• What you have to do: Reproduce what is written in the records below exactly, and leave out the images.

- - - - -

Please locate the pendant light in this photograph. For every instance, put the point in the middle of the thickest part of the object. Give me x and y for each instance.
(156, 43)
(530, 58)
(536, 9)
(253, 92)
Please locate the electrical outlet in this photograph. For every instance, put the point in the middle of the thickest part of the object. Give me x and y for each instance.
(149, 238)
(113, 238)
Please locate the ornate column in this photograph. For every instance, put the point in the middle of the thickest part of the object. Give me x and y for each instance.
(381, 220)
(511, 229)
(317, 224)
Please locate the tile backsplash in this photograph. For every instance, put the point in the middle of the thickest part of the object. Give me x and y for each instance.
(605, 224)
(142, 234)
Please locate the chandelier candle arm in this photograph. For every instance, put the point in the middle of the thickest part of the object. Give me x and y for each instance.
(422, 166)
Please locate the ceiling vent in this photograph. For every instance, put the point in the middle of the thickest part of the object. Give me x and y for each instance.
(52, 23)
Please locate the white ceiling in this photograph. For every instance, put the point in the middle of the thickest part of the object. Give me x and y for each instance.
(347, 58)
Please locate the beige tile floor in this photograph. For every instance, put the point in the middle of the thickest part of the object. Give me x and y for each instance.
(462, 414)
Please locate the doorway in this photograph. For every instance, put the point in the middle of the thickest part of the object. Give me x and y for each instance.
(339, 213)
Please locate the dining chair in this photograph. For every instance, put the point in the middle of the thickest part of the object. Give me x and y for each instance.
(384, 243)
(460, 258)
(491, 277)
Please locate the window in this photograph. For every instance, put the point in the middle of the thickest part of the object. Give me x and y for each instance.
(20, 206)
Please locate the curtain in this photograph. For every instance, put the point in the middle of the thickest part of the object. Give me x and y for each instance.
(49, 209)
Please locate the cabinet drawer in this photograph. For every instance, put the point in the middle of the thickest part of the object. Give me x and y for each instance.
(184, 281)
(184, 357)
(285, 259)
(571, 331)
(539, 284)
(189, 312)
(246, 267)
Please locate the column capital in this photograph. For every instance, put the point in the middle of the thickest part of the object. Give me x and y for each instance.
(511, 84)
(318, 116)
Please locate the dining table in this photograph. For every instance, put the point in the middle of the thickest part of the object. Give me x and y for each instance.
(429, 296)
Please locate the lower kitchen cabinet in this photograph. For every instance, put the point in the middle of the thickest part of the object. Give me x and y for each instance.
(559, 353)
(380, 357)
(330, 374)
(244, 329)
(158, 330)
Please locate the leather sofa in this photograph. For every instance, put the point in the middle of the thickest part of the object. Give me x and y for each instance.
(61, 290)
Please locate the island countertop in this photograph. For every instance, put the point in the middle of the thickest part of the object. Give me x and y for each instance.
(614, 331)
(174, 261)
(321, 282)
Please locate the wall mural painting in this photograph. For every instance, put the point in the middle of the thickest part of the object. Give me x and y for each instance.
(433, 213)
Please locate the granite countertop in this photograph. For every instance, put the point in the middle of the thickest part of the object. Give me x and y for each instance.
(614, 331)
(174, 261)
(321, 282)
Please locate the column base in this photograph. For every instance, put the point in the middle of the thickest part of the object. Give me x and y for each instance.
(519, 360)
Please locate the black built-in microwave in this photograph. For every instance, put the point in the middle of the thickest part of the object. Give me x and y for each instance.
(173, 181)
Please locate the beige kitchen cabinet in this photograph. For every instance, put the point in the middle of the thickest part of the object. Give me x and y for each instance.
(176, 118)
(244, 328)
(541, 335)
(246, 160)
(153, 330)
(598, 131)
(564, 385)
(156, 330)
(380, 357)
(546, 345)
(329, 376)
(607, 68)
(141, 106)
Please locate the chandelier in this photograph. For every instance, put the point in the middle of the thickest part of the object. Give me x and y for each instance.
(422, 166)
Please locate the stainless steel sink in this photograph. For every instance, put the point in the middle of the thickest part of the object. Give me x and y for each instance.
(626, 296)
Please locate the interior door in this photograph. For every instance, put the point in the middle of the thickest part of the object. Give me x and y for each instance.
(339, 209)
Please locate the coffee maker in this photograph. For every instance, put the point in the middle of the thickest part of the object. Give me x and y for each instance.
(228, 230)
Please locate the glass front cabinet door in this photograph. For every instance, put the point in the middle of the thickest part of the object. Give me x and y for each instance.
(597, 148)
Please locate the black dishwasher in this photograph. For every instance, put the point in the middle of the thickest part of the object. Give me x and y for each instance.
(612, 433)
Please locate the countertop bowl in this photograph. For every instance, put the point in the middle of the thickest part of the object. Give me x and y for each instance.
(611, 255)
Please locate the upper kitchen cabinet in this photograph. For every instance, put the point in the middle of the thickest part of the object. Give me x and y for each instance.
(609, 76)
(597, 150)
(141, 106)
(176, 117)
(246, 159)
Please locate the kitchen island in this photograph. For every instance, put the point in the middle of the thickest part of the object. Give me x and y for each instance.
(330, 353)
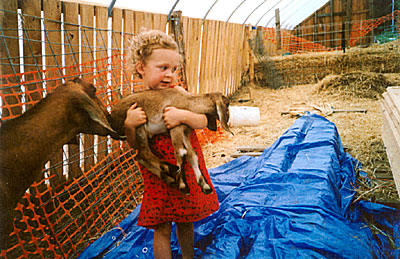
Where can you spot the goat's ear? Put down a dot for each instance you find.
(212, 122)
(73, 141)
(222, 105)
(98, 123)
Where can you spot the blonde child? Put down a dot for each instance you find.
(154, 57)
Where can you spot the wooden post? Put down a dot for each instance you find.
(177, 29)
(9, 25)
(278, 29)
(347, 21)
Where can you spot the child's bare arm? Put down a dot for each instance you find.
(135, 117)
(173, 117)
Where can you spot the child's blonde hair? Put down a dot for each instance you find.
(143, 44)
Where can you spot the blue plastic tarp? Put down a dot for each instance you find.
(293, 201)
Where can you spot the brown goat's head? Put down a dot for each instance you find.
(96, 119)
(222, 109)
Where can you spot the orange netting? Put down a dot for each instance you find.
(59, 218)
(359, 30)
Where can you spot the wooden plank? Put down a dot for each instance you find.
(52, 23)
(9, 24)
(32, 50)
(101, 33)
(391, 139)
(160, 22)
(101, 81)
(143, 21)
(71, 38)
(116, 43)
(71, 57)
(203, 59)
(87, 48)
(192, 30)
(128, 33)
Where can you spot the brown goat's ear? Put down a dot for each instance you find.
(211, 122)
(222, 104)
(100, 126)
(98, 123)
(73, 141)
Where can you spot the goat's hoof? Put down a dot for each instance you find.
(170, 169)
(185, 190)
(170, 181)
(206, 189)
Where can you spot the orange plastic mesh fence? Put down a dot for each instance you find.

- - - - -

• Written answer:
Please locate the pendant light in this photograph. For every instance, put the point in the middle of the thickest part of the object. Give me x and y for each instance.
(156, 43)
(530, 58)
(536, 9)
(253, 92)
Please locate the electrical outlet in this photograph. For every instance, put the point in the middle of the thickest part of the object. Give me x and y for each instance.
(149, 238)
(113, 238)
Please locate the ornate column in this photograph. For every instance, put the point in the middle of the thickest part of the object. Give me x and y for each instance.
(381, 220)
(511, 229)
(317, 224)
Please locate the tile backsplash in this photograph. For every instance, put the point in the middle of the thickest part of the object. Give me x and y for each instance.
(605, 224)
(142, 234)
Please locate the chandelier candle arm in this photograph. For every instance, put the point in the middle of the thickest part of the object. Give me x and y for each instance.
(422, 166)
Please locate the ceiling vent in this photograph. For every instance, put the point in the middle of the thickest part of the object. Give me x and y for each instance.
(52, 23)
Please locate the white ceiling in this photograph. For every instance, put the point in the middle of the thickest part of the object. Give me x and y for each instance.
(347, 58)
Please locate the beige tile floor in this photograph. For every instance, put the point in the middle of the thickest part of the object. Give me x and y for each instance.
(462, 414)
Please locate the doorway in this photograph. For every instance, put the point in the middle of the thickest part of the object. Give me x and y for each instance.
(339, 213)
Please locate the dining chair in this photograph. For every instance, put the point in the middle of the thickest part of the object. Give me x and y for each instance.
(384, 243)
(460, 258)
(491, 277)
Please locate the window in this photograph. For every instance, put the point in the middle of the thickest part of the object. Give me x and y for each instance.
(20, 206)
Please locate the curtain in this photograph. For every instance, put the point in the middle of the thickest part of the object. Give me x and y for each instance.
(49, 209)
Please locate the cabinet drawer in this photograph. For every instance, put the point in the middle of the thickest part of the object. Give me x and y for each instance.
(184, 281)
(184, 357)
(285, 259)
(571, 331)
(539, 284)
(189, 312)
(246, 267)
Please locate the column capital in this photograph. For every instance, put the point in the middle of the thickest part of the object. Give me x and y for each instance.
(511, 84)
(318, 116)
Please locate the dining table in this photograph. For every instance, put the point in the middle of the thickest part of the object. Give me x and y for each instance.
(429, 296)
Please locate the lower kitchen cabinet in this photograph. For every instance, put the point in the middle of the thickest part of the object. Give me x and y for each instance.
(559, 353)
(380, 357)
(330, 374)
(244, 329)
(158, 330)
Please locate the leather sofa in this photograph. For every instance, put the point in the middle of the thickest part of the object. Give me x and y for each instance.
(61, 290)
Please locate the island countertop in this photograph. For every instance, put the point in the middle of the thickest part of the object. Give me x and y for each instance.
(614, 331)
(174, 261)
(321, 282)
Please locate the wall mural painting in this photograph. For every instance, put the point in the middle of the thickest part of the object. Give me x and y for each instance.
(433, 213)
Please locate the granite countertop in this photograph. For every instance, put the point in the middle of the thickest part of the object. Give me x and y for each instance.
(614, 331)
(174, 261)
(321, 282)
Please locate the column base in this photograph. For every instance, put the point in the middle of the thickest part of the object. Give me x and y for each instance.
(519, 360)
Please locate the black built-in microwave in this photograph. For every instance, put the point in the middle of the thickest part of the object. Give me x and y for each instance.
(173, 181)
Please locate the beige kitchen cabinet in this photograph. For every instance, put the point in the middle of the thickest part of the object. Give me x and y for each instance.
(176, 118)
(244, 328)
(541, 335)
(246, 160)
(153, 330)
(598, 131)
(564, 385)
(156, 330)
(380, 357)
(546, 345)
(329, 376)
(607, 68)
(141, 106)
Please locate the chandelier in this photograph. For every instance, put the point in the middle of the thickest part of the object. Give me x and y for each instance.
(422, 166)
Please locate the stainless steel sink in this photograph. For every instance, put the point in the middle of the thickest part of the object. Give me x and y for each instance.
(626, 296)
Please locate the interior door in this photograph. For every instance, put the point in the middle of the thickest part of the object. Give me x and y for each instance.
(339, 209)
Please locate the coffee maker in this photograph. For every instance, put the point in the middle of the thickest part of the object. Give me x and y for each instance.
(228, 230)
Please locate the glass front cabinet door in this photograph. For every instance, put the point in the middle of the thickest part of the object. Give me x and y for each instance.
(597, 148)
Please locate the black dishwasher in this photograph. For every instance, put the point in the middle of the thickest part of the object. Give me x and y for each instance.
(612, 433)
Please locate the countertop bowl in this photograph. For every instance, put the point in the middle of the thickest part of the object. Give me x and y for each instance.
(611, 255)
Please locate the upper kitchen cabinet in this photograph. For every instance, put the point in the middle of the thickest part of the object. Give me x and y for each instance.
(609, 76)
(597, 150)
(141, 106)
(176, 117)
(246, 159)
Please locate the kitchen island in this photograph. For every instance, put the point in the middle of the thickest part of the object. Give me x and y for each instance.
(330, 353)
Where can you spot the goat's ear? Put down a dot for each instance you find.
(212, 122)
(73, 141)
(222, 105)
(98, 123)
Where can you spot the blonde child? Put down a dot for each instance you find.
(154, 57)
Where can you spot the wooden post? Put down a dot for each instance you find.
(177, 29)
(9, 25)
(278, 29)
(347, 21)
Where can you spot the child's bare arm? Put down a dot for each instance you find.
(135, 117)
(173, 117)
Where can you spot the child's blonde hair? Put down a dot for each instance you find.
(143, 44)
Where can you spot the blue plastic tarp? Put down a dot for each instance you find.
(293, 201)
Where can you spot the brown goat's head? Put down a dot for each instance you find.
(96, 119)
(222, 109)
Where can you spot the orange netting? Put down a dot for each instance you find.
(59, 218)
(359, 30)
Where can you spot the wooden plank? Put down a dot for each instance you find.
(52, 23)
(9, 24)
(32, 50)
(101, 33)
(391, 139)
(160, 22)
(101, 81)
(143, 21)
(71, 38)
(116, 43)
(71, 57)
(203, 59)
(87, 48)
(192, 30)
(128, 33)
Where can you spot the brown goat's ear? Put down a dot for each instance you find.
(211, 122)
(222, 104)
(100, 126)
(98, 123)
(73, 141)
Where can you spot the goat's hoof? Put down a dot for each instance you find.
(170, 169)
(185, 190)
(170, 181)
(206, 189)
Where can you spot the orange plastic mesh fence? Put down a dot for each instance you find.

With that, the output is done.